▶ _What this task involves_: Show every line in the rows below that contains the word "instance".

▶ _Given data_:
####

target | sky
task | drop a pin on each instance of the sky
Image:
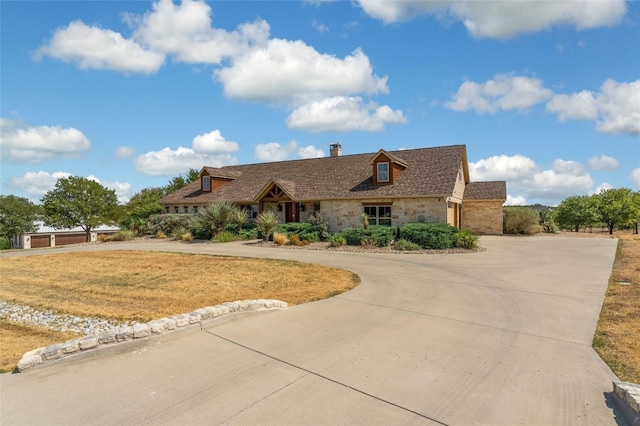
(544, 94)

####

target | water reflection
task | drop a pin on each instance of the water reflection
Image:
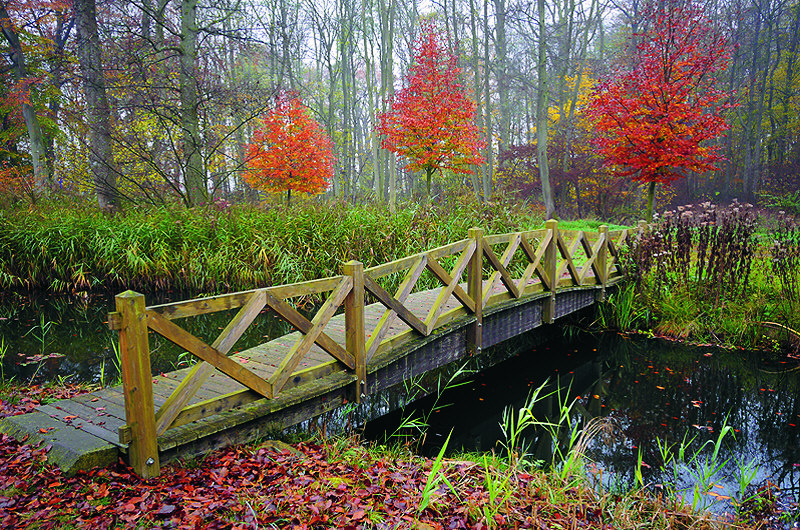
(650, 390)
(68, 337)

####

▶ _Complete response_:
task | drop a pin on each instance of the sky
task | drop a pin on each instance of the water reflection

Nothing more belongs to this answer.